# Start of MATERIAL SUPPLIED

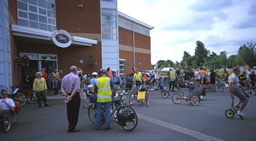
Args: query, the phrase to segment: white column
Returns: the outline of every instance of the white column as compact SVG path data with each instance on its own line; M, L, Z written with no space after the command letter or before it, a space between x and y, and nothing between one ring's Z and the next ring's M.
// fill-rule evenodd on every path
M8 1L0 0L0 85L12 86Z

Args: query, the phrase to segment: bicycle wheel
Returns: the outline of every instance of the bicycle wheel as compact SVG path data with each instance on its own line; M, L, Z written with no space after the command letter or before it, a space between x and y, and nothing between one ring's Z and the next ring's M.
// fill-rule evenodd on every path
M18 114L17 112L12 112L11 114L11 118L12 118L12 124L14 124L17 121L18 119Z
M48 96L52 96L52 94L53 94L53 93L54 92L54 91L53 91L53 90L47 90L47 95Z
M117 117L122 112L126 112L129 114L130 118L127 124L125 126L121 126L124 130L132 131L135 129L138 124L138 117L135 111L130 106L124 105L117 109ZM116 121L118 121L116 120Z
M234 117L234 112L232 109L228 109L225 112L225 115L228 118L232 118Z
M91 101L90 100L90 99L86 98L86 101L84 102L84 106L88 108L91 105Z
M33 92L29 92L27 97L28 101L31 103L36 103L37 102L37 98Z
M161 96L163 97L164 98L167 98L169 97L170 95L170 93L168 91L163 90L162 91L161 91Z
M130 98L129 98L129 103L130 104L133 103L133 99L132 99L132 96L130 96Z
M175 93L173 96L172 99L174 104L178 104L181 102L181 96L178 93Z
M224 90L224 87L223 86L219 86L218 87L218 89L219 89L219 90L220 91L223 91L223 90Z
M10 131L11 129L11 126L12 124L12 119L10 115L6 114L3 116L3 120L2 121L2 126L3 130L5 132L7 132Z
M96 117L97 115L97 107L96 105L94 108L93 108L93 105L91 104L88 108L88 115L89 116L90 121L94 125L96 121ZM100 125L102 125L105 123L105 112L103 112L101 115L101 121L100 122Z
M191 97L190 104L193 106L197 106L200 102L200 99L197 95L193 95Z
M17 95L16 95L16 98L18 99L18 101L20 102L20 106L25 104L27 102L27 98L25 95L23 93L19 92L17 94Z

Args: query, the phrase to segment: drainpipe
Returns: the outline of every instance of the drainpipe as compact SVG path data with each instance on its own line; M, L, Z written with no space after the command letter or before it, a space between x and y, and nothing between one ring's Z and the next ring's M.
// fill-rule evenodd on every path
M133 65L135 69L135 46L134 46L134 24L133 23Z

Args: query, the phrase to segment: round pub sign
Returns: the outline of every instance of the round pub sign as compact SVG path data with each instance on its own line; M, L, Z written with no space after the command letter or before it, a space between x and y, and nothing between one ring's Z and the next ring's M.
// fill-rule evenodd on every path
M67 48L72 43L71 36L63 30L55 30L52 33L52 39L57 46L60 48Z

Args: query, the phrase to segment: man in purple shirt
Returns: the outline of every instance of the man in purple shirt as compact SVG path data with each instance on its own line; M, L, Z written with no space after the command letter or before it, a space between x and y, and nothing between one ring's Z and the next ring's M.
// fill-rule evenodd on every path
M76 75L77 68L75 66L70 67L70 73L66 75L62 80L61 92L65 95L67 103L67 112L69 121L69 132L80 131L75 129L78 120L80 109L80 80Z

# End of MATERIAL SUPPLIED

**REQUEST:** Could you print the whole listing above verbatim, line for line, leaving out the pictures?

**RESULT OF THE TASK:**
Args: query, the phrase to segment: white column
Returns: the outline of every instance of the white column as compact SVG path data with each instance on its own line; M, L, Z written with no space after the command letter or before it, a space between x and y, and nothing between one ring's Z and the next ring's M.
// fill-rule evenodd on every path
M8 1L0 0L0 85L12 86Z

Args: query, the phrase to segment: bicycle wheel
Returns: the outline of every instance of the bicycle wheel as compact SVG path data with each instance on its own line; M, L, Z written with no space after the command letter or before it, a space between x and y, and nothing between one ring's Z and the next ring's M.
// fill-rule evenodd on every path
M18 114L17 112L12 112L11 114L11 118L12 118L12 124L14 124L17 121L18 119Z
M48 96L52 96L52 94L53 94L53 93L54 92L54 91L53 91L53 90L47 90L47 95Z
M117 117L122 112L126 112L129 114L130 118L127 124L125 126L121 126L124 130L132 131L135 129L138 124L138 117L135 111L130 106L124 105L117 109ZM116 121L118 121L116 120Z
M234 117L234 112L232 109L228 109L225 112L225 115L228 118L232 118Z
M91 101L90 100L90 99L86 98L86 101L84 102L84 106L88 108L91 105Z
M33 92L29 92L27 97L28 101L31 103L36 103L37 102L37 98Z
M161 96L163 97L164 98L167 98L169 97L170 95L170 93L168 91L163 90L162 91L161 91Z
M130 98L129 98L129 103L130 104L133 103L133 99L132 99L132 96L130 96Z
M175 93L173 96L172 99L174 104L178 104L181 102L181 96L178 93Z
M224 90L224 87L223 86L219 86L218 87L218 89L219 89L219 90L220 91L223 91L223 90Z
M10 131L11 129L11 126L12 124L12 119L10 115L6 114L3 116L3 120L2 121L2 126L3 130L5 132L7 132Z
M96 117L97 115L97 107L96 105L94 108L93 108L93 105L91 104L88 108L88 115L89 116L90 121L94 125L96 121ZM100 125L102 125L105 123L105 112L103 112L101 115L101 121L100 122Z
M191 97L190 104L193 106L197 106L200 102L200 99L197 95L193 95Z
M17 95L16 95L16 98L18 99L18 101L20 102L20 106L25 104L27 102L27 98L25 95L23 93L19 92L17 94Z

Args: query, the phrase to segment: drainpipe
Returns: the outline of every instance of the drainpipe as compact SVG path data with each instance on its own line; M, L, Z written with no space after the command letter or before it, a space between x and y, and nothing between one ring's Z and the next ring's M.
// fill-rule evenodd on every path
M133 65L135 69L135 46L134 46L134 24L133 23Z

Args: query, the phrase to segment: round pub sign
Returns: the outline of every instance of the round pub sign as compact SVG path data with each instance on its own line; M, L, Z written with no space after the command letter or before it, a space between x and y, and nothing between one ring's Z and the next ring's M.
// fill-rule evenodd on every path
M67 48L72 43L71 36L63 30L55 30L52 33L52 39L57 46L60 48Z

Args: query, the phrase to segment: man in purple shirt
Returns: the outline of every instance of the man in purple shirt as compact SVG path data with each instance on its own line; M, L, Z written with no space after the command letter or before it, a space between x and y, and nothing between one ring's Z and the next ring's M.
// fill-rule evenodd on every path
M76 75L77 68L75 66L70 67L70 73L66 75L62 80L61 92L65 95L67 103L67 112L69 121L69 132L80 131L75 129L78 120L80 109L80 80Z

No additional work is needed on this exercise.